# EXERCISE DESCRIPTION:
Rewrite the rows from the line containing "the eagle's dark" through the end of the rows, inclusive, with "pretty-printed" replaced by "indented" and nothing else changed.

# RECORDS FOR THE EXERCISE:
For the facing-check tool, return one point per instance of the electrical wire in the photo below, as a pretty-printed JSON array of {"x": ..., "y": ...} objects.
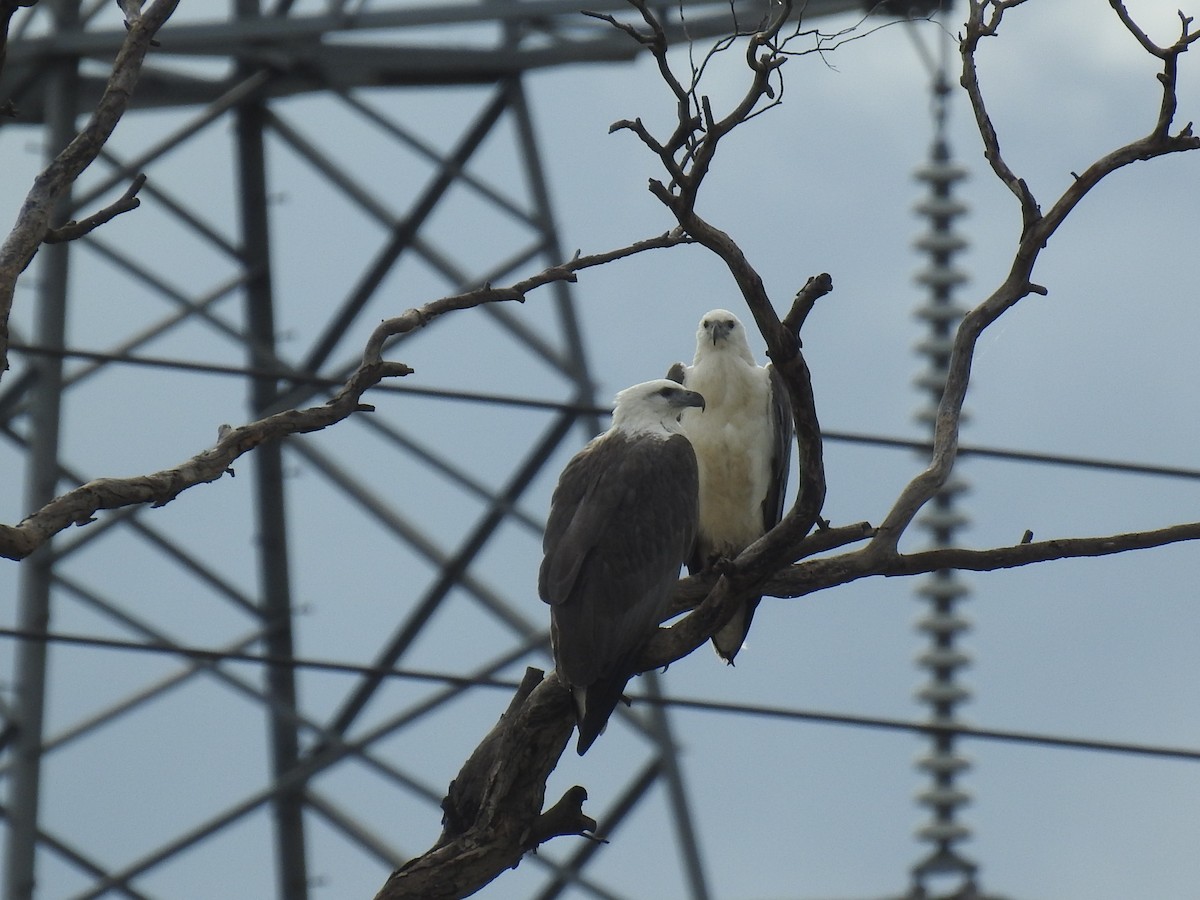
[
  {"x": 747, "y": 709},
  {"x": 917, "y": 445}
]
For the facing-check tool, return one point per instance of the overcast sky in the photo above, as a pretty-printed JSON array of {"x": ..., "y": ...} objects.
[{"x": 1104, "y": 366}]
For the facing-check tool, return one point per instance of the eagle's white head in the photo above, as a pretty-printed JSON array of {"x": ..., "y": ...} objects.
[
  {"x": 653, "y": 407},
  {"x": 721, "y": 331}
]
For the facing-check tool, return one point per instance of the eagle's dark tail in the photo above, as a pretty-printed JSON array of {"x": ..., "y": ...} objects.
[
  {"x": 732, "y": 635},
  {"x": 593, "y": 706}
]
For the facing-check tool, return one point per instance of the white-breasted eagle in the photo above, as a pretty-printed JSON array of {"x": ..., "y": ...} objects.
[
  {"x": 743, "y": 445},
  {"x": 622, "y": 523}
]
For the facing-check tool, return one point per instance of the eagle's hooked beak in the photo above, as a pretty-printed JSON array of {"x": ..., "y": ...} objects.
[
  {"x": 690, "y": 399},
  {"x": 720, "y": 330}
]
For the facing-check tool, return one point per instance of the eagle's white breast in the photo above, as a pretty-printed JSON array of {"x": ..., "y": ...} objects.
[{"x": 733, "y": 439}]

# TASK SOLUTION:
For the facing-check tool, return one point per instance of the eagle's dark tail in the photo above, as a indented JSON array of {"x": ..., "y": ...} objects.
[
  {"x": 732, "y": 635},
  {"x": 593, "y": 706}
]
For the facing-check tool, return one point per instance of the white-breasted eagle in the photo above, as a indented JSON array of {"x": ..., "y": ...} objects.
[
  {"x": 743, "y": 445},
  {"x": 622, "y": 523}
]
For the facing-check tool, return one point per instance of the eagle's hooked beak in the photo above, as a indented JSON array of {"x": ..., "y": ...} objects.
[
  {"x": 690, "y": 399},
  {"x": 720, "y": 330}
]
For the facing-check tool, return one point per instance of the eagle's white breast in the photo above, as a indented JSON array of {"x": ..., "y": ...} objects.
[{"x": 733, "y": 439}]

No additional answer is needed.